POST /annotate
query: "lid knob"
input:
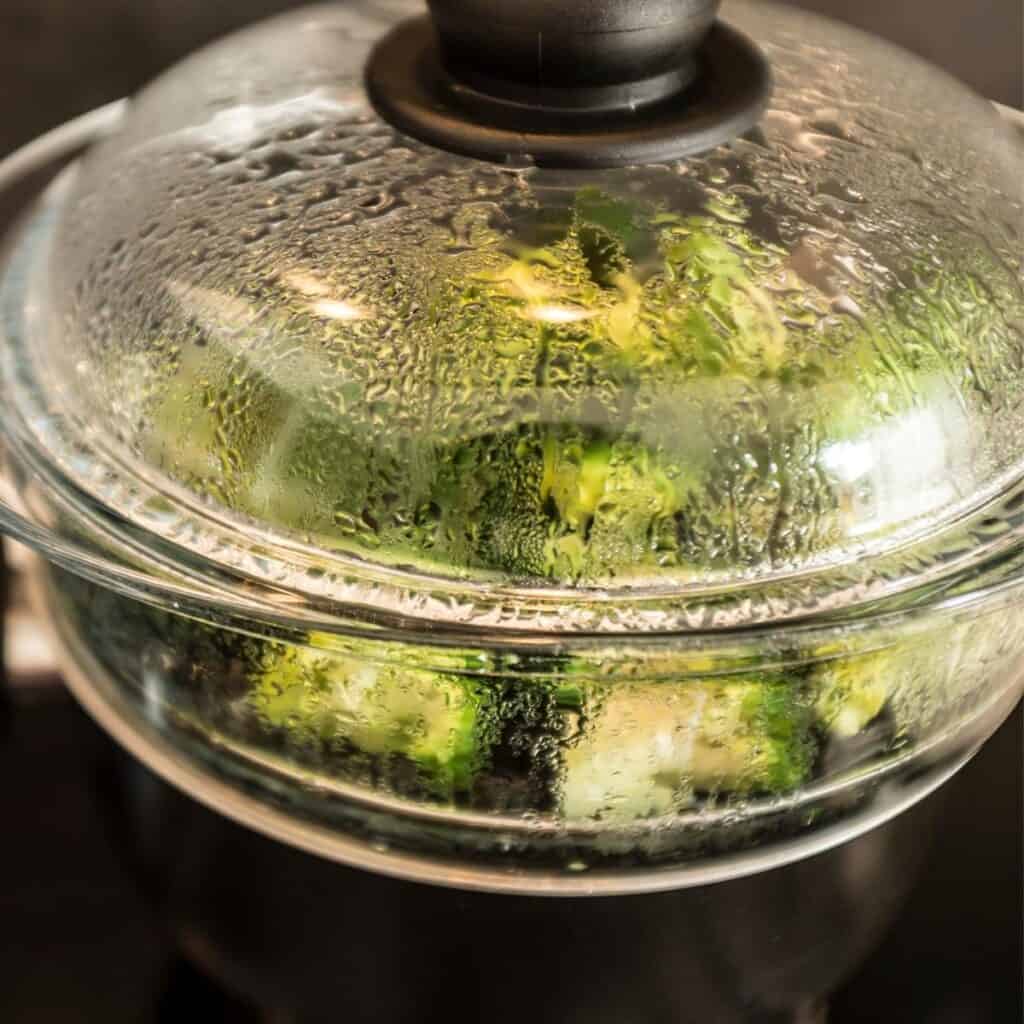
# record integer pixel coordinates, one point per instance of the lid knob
(569, 83)
(570, 43)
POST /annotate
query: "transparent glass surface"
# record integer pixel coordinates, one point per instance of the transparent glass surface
(268, 321)
(524, 529)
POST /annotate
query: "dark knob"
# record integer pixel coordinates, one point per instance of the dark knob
(569, 83)
(571, 43)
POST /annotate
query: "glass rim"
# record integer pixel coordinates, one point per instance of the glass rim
(175, 577)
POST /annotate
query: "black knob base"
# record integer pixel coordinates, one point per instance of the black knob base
(716, 93)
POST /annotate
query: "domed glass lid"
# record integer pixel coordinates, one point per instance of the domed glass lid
(272, 329)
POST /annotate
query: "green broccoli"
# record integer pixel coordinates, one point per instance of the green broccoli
(327, 701)
(612, 389)
(647, 749)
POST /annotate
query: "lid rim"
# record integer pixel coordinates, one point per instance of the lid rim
(429, 595)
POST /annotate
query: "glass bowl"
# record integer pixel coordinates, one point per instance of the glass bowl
(472, 729)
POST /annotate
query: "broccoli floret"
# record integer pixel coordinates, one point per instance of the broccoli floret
(647, 749)
(630, 391)
(326, 700)
(852, 691)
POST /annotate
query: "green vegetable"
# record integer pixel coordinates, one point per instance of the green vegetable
(647, 749)
(852, 691)
(600, 388)
(326, 701)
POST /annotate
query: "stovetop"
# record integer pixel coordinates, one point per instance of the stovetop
(80, 942)
(78, 939)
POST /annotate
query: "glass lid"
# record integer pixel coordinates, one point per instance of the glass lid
(779, 377)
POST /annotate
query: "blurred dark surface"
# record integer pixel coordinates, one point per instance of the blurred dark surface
(78, 943)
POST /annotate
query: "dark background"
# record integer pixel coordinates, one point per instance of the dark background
(76, 942)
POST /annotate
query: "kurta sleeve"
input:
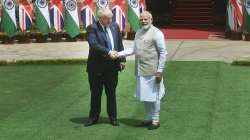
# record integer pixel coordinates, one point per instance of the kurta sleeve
(161, 48)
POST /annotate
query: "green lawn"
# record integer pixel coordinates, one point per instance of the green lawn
(205, 101)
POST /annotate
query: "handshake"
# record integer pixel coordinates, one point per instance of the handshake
(113, 55)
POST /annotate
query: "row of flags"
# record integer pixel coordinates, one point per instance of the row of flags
(61, 15)
(238, 16)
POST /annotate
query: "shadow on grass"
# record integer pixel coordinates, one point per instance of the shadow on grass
(81, 120)
(105, 120)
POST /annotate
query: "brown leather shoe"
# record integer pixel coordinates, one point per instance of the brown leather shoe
(154, 126)
(144, 123)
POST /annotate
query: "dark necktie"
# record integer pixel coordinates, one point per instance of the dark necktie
(108, 39)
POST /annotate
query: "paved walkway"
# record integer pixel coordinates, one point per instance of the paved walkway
(181, 50)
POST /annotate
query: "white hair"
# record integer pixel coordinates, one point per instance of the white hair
(104, 12)
(148, 14)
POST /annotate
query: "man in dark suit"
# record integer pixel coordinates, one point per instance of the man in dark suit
(105, 41)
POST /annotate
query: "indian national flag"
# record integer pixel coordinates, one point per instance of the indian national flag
(246, 12)
(71, 18)
(87, 12)
(133, 14)
(118, 10)
(42, 16)
(9, 18)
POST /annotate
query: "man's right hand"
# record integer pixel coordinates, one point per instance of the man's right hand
(113, 55)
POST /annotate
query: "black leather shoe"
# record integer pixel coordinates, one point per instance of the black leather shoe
(114, 123)
(154, 126)
(90, 122)
(144, 124)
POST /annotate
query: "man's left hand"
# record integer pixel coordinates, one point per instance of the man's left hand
(158, 77)
(122, 65)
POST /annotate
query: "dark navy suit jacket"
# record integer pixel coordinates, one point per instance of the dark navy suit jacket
(98, 59)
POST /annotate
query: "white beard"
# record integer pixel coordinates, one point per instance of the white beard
(146, 27)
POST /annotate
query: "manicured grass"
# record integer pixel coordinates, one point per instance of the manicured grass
(205, 101)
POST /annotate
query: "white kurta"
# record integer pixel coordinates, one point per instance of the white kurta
(146, 88)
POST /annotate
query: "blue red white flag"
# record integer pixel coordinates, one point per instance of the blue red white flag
(25, 15)
(118, 10)
(56, 14)
(87, 12)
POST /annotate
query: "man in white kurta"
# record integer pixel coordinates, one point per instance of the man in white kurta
(150, 57)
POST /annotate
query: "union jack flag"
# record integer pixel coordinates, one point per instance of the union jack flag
(118, 10)
(25, 14)
(86, 12)
(56, 14)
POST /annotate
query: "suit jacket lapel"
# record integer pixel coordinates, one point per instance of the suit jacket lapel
(114, 36)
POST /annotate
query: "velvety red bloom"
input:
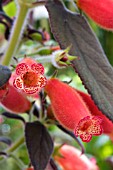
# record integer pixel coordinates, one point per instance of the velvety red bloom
(15, 101)
(101, 11)
(71, 111)
(29, 76)
(71, 159)
(3, 91)
(106, 123)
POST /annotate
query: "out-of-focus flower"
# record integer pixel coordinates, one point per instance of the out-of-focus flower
(30, 168)
(15, 101)
(101, 11)
(29, 76)
(71, 159)
(106, 123)
(71, 111)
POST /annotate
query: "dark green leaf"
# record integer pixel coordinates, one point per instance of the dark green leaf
(92, 65)
(13, 116)
(39, 144)
(5, 74)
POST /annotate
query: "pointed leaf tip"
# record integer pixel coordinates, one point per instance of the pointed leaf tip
(5, 74)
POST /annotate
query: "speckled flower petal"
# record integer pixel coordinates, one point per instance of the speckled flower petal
(21, 68)
(18, 83)
(37, 68)
(31, 90)
(41, 81)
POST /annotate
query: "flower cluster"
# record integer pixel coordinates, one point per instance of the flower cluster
(70, 158)
(97, 10)
(71, 111)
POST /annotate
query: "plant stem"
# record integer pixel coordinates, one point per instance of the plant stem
(16, 145)
(15, 33)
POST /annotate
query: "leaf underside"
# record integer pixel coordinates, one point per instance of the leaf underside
(39, 144)
(92, 65)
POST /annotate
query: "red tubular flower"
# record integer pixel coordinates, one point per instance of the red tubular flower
(101, 11)
(106, 123)
(15, 101)
(71, 111)
(71, 159)
(29, 76)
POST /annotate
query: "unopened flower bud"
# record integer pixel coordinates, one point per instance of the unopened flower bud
(71, 111)
(100, 11)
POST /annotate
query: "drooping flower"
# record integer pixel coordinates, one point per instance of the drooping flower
(101, 11)
(15, 101)
(71, 159)
(106, 123)
(29, 76)
(71, 111)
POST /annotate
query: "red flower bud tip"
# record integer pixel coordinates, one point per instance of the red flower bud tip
(71, 159)
(106, 123)
(71, 111)
(15, 101)
(29, 76)
(101, 11)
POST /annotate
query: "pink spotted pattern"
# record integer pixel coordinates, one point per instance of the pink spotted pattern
(30, 77)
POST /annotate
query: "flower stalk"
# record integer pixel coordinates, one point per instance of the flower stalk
(16, 33)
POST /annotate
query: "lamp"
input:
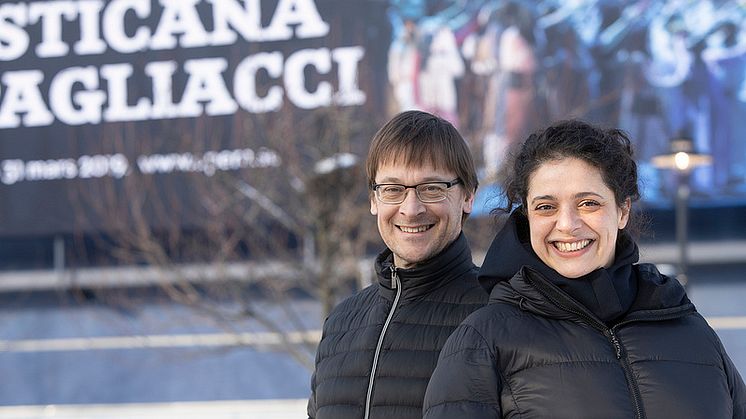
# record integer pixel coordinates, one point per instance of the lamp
(683, 159)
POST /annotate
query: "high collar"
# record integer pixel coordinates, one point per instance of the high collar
(453, 262)
(607, 292)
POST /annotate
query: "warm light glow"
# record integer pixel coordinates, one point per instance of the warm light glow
(681, 159)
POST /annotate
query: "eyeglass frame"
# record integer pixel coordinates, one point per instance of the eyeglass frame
(449, 185)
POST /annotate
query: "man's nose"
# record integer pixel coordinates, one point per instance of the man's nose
(411, 204)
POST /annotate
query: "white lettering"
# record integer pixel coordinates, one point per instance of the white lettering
(179, 16)
(63, 101)
(50, 14)
(206, 84)
(14, 40)
(116, 76)
(23, 96)
(113, 25)
(244, 82)
(295, 80)
(161, 72)
(347, 60)
(247, 21)
(90, 42)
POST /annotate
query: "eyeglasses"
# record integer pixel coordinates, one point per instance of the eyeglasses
(427, 192)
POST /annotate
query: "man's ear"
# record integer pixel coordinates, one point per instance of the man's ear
(469, 203)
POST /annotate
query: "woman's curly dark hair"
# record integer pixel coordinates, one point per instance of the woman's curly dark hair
(610, 150)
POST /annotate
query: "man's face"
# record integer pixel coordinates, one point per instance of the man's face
(414, 231)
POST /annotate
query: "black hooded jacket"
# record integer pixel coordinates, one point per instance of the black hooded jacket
(620, 342)
(393, 331)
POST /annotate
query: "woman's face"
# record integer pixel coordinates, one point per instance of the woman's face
(573, 217)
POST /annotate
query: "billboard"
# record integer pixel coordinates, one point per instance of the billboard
(101, 97)
(96, 93)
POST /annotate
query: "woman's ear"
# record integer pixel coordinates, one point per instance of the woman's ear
(624, 210)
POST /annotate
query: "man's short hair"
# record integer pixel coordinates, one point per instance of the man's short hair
(417, 138)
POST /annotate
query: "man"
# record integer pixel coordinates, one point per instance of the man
(380, 346)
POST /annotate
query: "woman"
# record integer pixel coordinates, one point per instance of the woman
(575, 328)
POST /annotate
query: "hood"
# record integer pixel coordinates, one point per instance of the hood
(514, 273)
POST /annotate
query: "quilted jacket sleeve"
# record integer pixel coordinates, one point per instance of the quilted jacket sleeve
(465, 383)
(736, 386)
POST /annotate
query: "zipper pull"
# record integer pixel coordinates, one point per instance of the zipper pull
(617, 345)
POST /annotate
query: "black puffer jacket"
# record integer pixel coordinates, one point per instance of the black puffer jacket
(536, 352)
(410, 316)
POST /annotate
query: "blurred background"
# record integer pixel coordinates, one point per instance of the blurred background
(182, 197)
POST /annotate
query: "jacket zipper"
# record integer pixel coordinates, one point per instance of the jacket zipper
(622, 358)
(610, 334)
(396, 284)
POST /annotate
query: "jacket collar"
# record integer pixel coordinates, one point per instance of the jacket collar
(453, 262)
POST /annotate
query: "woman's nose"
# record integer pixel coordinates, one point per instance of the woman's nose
(568, 220)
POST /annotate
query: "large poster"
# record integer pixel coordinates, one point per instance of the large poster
(659, 69)
(101, 97)
(96, 93)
########
#### [GIVEN TASK]
Filter the entries above down to every line that contains the string "frame", copying each such line unchanged.

#### [ANSWER TO THIS PROBLEM]
query: "eyeglass frame"
# record integer pixel coordinates, one point per instance of the eyeglass frame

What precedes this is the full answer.